• [Action item]: Using the entries that follow, count the lines containing the word "photo" and give that number by itself.

════

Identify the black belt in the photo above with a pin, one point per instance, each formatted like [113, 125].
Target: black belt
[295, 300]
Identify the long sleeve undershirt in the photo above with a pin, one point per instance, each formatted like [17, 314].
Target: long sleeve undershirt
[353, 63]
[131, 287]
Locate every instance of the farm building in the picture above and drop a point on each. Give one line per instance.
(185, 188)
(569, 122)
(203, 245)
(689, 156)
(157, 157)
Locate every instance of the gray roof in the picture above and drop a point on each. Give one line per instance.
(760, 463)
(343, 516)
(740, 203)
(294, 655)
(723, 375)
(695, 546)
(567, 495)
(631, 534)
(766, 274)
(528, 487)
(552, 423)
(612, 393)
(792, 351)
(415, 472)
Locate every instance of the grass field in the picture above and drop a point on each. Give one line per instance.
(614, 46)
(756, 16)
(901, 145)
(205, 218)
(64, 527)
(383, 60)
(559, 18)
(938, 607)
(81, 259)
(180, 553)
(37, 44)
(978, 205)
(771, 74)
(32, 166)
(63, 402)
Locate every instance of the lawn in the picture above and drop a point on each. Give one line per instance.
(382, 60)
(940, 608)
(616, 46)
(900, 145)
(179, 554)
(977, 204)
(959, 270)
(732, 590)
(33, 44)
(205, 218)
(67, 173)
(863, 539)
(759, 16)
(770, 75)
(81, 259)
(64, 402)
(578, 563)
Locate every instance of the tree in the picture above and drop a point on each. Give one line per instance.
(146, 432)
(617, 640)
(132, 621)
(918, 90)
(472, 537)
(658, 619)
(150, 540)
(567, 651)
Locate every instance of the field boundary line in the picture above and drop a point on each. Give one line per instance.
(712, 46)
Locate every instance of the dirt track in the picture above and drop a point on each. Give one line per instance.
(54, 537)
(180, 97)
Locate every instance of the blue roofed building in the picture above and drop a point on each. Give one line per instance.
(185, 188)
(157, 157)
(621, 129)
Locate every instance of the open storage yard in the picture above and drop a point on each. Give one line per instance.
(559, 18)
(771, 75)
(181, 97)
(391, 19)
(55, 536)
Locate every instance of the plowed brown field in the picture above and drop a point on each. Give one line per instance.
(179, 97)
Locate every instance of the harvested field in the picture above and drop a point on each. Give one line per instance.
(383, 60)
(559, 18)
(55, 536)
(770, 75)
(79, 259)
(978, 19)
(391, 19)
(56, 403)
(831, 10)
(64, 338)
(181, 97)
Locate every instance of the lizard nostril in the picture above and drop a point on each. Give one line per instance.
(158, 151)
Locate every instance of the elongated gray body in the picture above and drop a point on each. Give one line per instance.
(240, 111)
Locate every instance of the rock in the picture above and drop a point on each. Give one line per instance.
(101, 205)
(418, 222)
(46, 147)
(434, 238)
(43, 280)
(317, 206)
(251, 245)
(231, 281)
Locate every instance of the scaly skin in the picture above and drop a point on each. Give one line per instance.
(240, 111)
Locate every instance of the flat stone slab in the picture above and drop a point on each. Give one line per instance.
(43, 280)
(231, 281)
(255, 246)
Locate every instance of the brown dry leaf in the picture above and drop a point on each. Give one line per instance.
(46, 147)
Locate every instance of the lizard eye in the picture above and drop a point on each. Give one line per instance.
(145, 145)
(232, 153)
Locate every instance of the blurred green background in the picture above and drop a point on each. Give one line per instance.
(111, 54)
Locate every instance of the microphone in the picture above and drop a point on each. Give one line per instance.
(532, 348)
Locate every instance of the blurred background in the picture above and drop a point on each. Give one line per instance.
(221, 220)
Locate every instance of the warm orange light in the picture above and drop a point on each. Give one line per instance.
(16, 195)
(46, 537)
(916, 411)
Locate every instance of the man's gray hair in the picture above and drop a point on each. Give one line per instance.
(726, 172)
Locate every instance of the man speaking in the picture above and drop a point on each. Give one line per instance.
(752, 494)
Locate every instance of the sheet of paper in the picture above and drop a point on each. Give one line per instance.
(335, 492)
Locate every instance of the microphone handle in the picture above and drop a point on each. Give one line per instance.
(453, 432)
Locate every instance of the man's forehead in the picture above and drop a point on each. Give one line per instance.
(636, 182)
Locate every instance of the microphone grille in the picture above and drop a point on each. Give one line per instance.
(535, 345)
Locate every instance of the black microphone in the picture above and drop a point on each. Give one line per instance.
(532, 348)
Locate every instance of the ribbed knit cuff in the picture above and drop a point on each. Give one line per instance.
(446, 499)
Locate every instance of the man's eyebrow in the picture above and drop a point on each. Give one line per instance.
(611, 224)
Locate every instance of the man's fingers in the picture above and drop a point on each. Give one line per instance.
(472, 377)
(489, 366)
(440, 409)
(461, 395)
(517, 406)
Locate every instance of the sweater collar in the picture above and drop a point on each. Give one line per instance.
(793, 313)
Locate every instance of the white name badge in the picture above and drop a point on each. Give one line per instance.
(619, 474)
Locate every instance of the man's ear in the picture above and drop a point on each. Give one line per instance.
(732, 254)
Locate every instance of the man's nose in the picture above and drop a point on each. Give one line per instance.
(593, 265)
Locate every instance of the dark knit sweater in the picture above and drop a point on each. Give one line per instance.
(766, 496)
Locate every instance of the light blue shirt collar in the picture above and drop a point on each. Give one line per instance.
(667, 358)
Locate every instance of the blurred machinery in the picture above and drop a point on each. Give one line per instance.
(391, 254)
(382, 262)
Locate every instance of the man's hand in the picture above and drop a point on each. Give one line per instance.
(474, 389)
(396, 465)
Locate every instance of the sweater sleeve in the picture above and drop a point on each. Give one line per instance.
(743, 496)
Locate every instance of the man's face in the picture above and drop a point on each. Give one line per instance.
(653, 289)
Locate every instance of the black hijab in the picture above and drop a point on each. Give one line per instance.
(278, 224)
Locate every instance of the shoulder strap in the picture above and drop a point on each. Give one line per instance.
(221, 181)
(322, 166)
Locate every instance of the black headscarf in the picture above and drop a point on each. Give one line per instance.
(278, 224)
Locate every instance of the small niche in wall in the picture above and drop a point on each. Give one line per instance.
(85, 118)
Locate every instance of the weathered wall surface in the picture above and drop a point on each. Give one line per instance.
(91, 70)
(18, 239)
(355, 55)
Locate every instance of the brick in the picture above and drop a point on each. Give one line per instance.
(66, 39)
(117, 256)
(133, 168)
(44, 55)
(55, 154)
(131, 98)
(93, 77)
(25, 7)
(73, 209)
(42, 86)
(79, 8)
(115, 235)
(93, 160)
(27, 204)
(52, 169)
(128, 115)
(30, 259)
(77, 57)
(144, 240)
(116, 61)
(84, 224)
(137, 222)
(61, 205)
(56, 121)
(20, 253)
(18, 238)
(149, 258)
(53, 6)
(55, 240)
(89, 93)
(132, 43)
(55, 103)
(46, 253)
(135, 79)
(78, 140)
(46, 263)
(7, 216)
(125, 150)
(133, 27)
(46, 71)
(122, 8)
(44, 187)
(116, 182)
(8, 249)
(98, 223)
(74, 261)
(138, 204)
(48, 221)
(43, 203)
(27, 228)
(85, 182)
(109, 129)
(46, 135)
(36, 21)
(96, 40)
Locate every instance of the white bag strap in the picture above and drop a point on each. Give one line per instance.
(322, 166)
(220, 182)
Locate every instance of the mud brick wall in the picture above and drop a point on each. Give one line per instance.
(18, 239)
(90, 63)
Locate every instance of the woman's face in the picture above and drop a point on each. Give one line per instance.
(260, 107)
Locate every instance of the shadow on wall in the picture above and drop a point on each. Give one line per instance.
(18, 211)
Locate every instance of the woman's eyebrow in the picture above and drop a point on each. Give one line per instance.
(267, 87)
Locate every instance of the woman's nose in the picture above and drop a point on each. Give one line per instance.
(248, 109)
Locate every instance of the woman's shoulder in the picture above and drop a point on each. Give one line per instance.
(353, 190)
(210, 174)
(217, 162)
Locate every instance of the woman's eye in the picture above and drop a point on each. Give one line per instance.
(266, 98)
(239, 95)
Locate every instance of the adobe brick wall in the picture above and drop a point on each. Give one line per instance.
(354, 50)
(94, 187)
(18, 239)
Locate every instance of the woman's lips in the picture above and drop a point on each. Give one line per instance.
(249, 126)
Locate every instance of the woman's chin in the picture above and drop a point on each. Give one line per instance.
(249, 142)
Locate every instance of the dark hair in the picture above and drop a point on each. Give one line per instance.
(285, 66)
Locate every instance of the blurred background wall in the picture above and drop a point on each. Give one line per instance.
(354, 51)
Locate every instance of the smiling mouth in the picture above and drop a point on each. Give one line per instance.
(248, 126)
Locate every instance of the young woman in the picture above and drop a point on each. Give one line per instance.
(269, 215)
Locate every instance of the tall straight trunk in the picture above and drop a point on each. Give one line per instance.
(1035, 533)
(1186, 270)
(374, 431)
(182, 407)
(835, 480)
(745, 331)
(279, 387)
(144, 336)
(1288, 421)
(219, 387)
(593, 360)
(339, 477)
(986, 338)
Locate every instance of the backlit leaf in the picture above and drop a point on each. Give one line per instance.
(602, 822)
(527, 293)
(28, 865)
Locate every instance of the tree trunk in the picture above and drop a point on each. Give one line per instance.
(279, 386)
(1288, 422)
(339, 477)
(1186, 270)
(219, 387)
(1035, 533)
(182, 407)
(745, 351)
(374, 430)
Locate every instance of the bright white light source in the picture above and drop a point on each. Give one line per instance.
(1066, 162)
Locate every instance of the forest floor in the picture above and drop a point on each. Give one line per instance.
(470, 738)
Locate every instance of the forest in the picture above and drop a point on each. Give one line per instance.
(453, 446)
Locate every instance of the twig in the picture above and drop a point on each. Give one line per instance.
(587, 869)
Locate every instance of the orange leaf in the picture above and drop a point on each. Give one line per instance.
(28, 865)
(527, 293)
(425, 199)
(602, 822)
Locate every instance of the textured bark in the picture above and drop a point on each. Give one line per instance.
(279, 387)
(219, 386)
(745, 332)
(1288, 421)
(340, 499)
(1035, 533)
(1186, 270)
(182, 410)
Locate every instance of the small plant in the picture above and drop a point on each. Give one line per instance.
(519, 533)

════

• [Written answer]: 2